BEGIN

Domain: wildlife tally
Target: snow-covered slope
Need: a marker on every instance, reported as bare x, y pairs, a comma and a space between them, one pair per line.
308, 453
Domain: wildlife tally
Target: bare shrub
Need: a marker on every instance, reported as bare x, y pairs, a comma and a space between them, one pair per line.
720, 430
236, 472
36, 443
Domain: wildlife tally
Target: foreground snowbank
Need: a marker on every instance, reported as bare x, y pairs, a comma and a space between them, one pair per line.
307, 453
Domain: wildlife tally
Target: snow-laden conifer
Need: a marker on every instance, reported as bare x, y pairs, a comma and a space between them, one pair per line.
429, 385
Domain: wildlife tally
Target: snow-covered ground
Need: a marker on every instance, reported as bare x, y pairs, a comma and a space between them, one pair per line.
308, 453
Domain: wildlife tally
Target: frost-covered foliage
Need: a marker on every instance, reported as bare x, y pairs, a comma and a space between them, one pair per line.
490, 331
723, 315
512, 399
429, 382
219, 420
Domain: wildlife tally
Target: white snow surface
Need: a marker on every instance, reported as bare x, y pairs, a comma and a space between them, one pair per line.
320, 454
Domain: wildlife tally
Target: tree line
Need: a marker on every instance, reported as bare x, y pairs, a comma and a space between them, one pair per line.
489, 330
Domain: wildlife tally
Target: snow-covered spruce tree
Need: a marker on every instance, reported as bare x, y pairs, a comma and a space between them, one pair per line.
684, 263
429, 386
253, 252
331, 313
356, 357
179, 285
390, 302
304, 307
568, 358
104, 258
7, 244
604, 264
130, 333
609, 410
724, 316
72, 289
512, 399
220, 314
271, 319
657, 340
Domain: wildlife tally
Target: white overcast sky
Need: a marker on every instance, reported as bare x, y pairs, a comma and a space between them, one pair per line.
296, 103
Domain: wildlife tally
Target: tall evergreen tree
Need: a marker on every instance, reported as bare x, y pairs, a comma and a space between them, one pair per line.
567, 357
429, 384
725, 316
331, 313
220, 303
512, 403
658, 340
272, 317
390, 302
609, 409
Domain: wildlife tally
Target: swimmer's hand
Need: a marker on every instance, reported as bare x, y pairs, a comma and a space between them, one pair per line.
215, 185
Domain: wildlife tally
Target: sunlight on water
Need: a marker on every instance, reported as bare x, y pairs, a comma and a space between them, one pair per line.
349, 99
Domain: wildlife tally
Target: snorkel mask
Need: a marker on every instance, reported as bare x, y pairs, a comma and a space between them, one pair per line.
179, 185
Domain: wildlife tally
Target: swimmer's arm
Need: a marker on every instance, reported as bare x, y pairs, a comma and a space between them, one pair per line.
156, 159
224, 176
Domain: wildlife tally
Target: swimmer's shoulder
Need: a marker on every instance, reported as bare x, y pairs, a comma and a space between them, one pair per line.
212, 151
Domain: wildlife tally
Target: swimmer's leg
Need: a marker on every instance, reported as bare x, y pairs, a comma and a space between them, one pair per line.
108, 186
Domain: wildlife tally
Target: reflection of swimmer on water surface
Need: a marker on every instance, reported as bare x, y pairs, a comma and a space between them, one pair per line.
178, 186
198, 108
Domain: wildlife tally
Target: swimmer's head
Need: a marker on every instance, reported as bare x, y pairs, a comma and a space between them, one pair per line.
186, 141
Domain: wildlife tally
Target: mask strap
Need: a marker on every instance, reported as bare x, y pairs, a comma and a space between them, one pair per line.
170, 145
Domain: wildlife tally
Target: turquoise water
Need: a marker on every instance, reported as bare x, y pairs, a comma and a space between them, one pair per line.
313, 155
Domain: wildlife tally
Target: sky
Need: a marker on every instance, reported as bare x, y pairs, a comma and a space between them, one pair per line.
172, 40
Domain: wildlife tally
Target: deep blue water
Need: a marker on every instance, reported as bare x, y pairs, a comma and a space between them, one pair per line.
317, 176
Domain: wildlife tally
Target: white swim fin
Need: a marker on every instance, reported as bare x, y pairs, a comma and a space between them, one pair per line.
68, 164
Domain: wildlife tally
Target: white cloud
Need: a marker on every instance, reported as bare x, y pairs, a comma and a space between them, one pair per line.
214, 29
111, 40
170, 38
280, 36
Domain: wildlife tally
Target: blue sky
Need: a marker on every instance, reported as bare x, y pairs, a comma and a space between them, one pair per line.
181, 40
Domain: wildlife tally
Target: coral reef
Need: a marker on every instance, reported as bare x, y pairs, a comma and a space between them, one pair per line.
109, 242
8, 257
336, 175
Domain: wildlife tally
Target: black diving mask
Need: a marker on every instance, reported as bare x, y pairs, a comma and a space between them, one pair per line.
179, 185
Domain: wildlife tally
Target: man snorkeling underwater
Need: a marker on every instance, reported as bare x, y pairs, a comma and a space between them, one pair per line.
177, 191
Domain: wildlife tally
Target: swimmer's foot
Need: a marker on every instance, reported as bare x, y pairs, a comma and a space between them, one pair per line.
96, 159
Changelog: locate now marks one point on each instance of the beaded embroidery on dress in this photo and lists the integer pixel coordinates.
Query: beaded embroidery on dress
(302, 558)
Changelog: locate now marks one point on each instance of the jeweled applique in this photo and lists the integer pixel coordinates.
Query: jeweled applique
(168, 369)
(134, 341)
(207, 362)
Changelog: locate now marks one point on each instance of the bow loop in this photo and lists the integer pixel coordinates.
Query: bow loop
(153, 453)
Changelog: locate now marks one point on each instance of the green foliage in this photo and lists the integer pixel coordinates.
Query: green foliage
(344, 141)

END

Direction →
Copy out the entire listing above line for line, without changing a single character.

Result of the task →
Domain: wildlife tally
Target: snow-covered slope
Need: a marker on every instance, reported as bare x, y pairs, a comma and a space between them, one pair per line.
308, 453
Domain: wildlife tally
Target: bare shrub
Need: a marker on every instance, reported as bare x, y pairs, a comma and a space between them, one pair per line.
720, 430
236, 472
36, 443
Domain: wildlife tally
Target: foreground snowbank
Need: a marker on every instance, reported as bare x, y pairs, a comma and a space between them, one pair per line.
307, 453
Domain: wildlife tally
Target: snow-laden conifer
Need: a marker on every instance, reported as bare x, y pairs, a comma and a space between them, one pair per line.
429, 385
Domain: wildlife tally
Target: snow-covered ground
Need: a marker on every instance, reported as bare x, y pairs, a comma and a space between them, one pair per line.
308, 453
Domain: wildlife tally
Target: frost-covered foliage
Need: a marker on every instance, reported as bare x, y pairs, a comma and a space between them, one pair per line.
490, 331
723, 315
512, 399
429, 382
219, 420
Domain: wildlife tally
Target: white snow surface
Need: a marker on every instance, reported as bare x, y pairs, a comma and a space between them, one pair per line.
320, 454
Domain: wildlife tally
Target: tree line
Need: a marker on every instance, reported as bare x, y pairs, a comma and a space between them, one pair per line.
489, 330
Domain: wildlife tally
Target: snow-covered spruce tree
Need: a marker on every instance, reported as bare x, y pairs, a comma and a space between them, one pair per line.
684, 263
429, 386
253, 252
331, 313
356, 357
179, 285
390, 302
304, 307
568, 358
104, 258
7, 244
604, 264
130, 333
609, 410
724, 316
72, 289
512, 399
220, 314
271, 319
657, 340
Domain: wildlife tally
Target: white overcast sky
Need: a marker on every instance, reported as bare x, y pairs, a comma and a space between them, one pair per line.
296, 103
Domain: wildlife tally
Target: tall evergreen tree
Need: a marker on every instance, reported as bare x, y pairs, a comma and a space between them, one pair per line.
567, 357
429, 384
725, 316
331, 313
220, 303
512, 403
658, 340
272, 317
390, 302
609, 409
Domain: wildlife tally
Target: swimmer's hand
Need: a marker on every instance, reported as bare x, y pairs, a comma and a space between them, one pair per line.
215, 185
Domain: wildlife tally
Target: sunlight on water
Need: a marker on every instance, reported as bare x, y pairs, a comma and a space between them, one pair per line.
349, 99
Domain: wildlife tally
Target: snorkel mask
Need: a marker on every instance, reported as bare x, y pairs, a comma and a space between them, one pair per line.
179, 185
Domain: wildlife tally
Target: swimmer's arm
Need: a marker on every instance, reported as bare x, y pairs, a comma and a space between them, one pair per line.
156, 159
224, 176
Domain: wildlife tally
Target: swimmer's shoulder
Need: a marker on every instance, reported as bare x, y pairs, a comma and a space between them, one pair per line.
212, 151
Domain: wildlife tally
Target: swimmer's leg
Need: a marker on every instance, reported as bare x, y pairs, a comma and a space between them, one pair per line.
108, 186
Domain: wildlife tally
Target: reflection of swimmer on water surface
Need: a marker on every instance, reported as bare x, y pairs, a comma and a space between them, one pair per line.
178, 186
198, 108
Domain: wildlife tally
Target: swimmer's head
Need: a marker on every instance, reported as bare x, y pairs, a comma and a space between them, one pair per line.
186, 141
Domain: wildlife tally
Target: mask strap
Need: a marker on every instance, reported as bare x, y pairs, a comma and a space between them, one pair per line.
170, 145
Domain: wildlife tally
Target: turquoise water
Need: a marker on every instance, reported as bare x, y pairs, a comma and a space between them, one pair per line.
313, 155
Domain: wildlife tally
Target: sky
Need: a marker on every instance, reported as bare x, y pairs, a comma and a space between them, one pair per line.
172, 40
Domain: wildlife tally
Target: deep blue water
Need: a marker on every instance, reported as bare x, y pairs, a comma and a space between them, one pair per line.
317, 176
Domain: wildlife tally
Target: white swim fin
Need: a marker on every instance, reported as bare x, y pairs, a comma and a space between them, one pair per line.
68, 164
Domain: wildlife tally
Target: white cloud
Need: a marker on every instance, reported as bare x, y pairs, a comma and a space between them, one pair per line.
214, 29
111, 40
170, 38
280, 36
Domain: wildlife tally
Target: blue sky
Need: a marker on every instance, reported as bare x, y pairs, a comma and a space between them, one pair per line.
181, 40
Domain: wildlife tally
Target: coral reef
Need: a marker on every instance, reported as bare x, y pairs, a comma and a space between them, one pair per line.
109, 242
8, 257
336, 175
Domain: wildlife tally
Target: black diving mask
Need: a marker on every instance, reported as bare x, y pairs, a comma and a space between them, one pair per line.
179, 185
Domain: wildlife tally
Target: man snorkeling underwater
Need: a marker on every instance, reported as bare x, y pairs, a comma and a space between them, one pair per line.
177, 191
Domain: wildlife tally
Target: swimmer's foot
Need: a marker on every instance, reported as bare x, y pairs, a comma and a space between them, one pair per line.
96, 159
Changelog: locate now marks one point on each instance of the beaded embroidery on dress in this photo and lists the integer pixel coordinates.
Query: beaded embroidery on dress
(302, 558)
Changelog: locate now marks one point on each instance of the jeweled applique in this photo and lists the integer pixel coordinates.
Query: jeweled applique
(168, 369)
(134, 341)
(207, 362)
Changelog: locate now marks one point on each instance of the bow loop in this photo and lists the integer pixel coordinates.
Query: bow loop
(153, 453)
Changelog: locate now marks one point on each instance of the green foliage in this photo and lists the integer pixel coordinates.
Query: green foliage
(344, 141)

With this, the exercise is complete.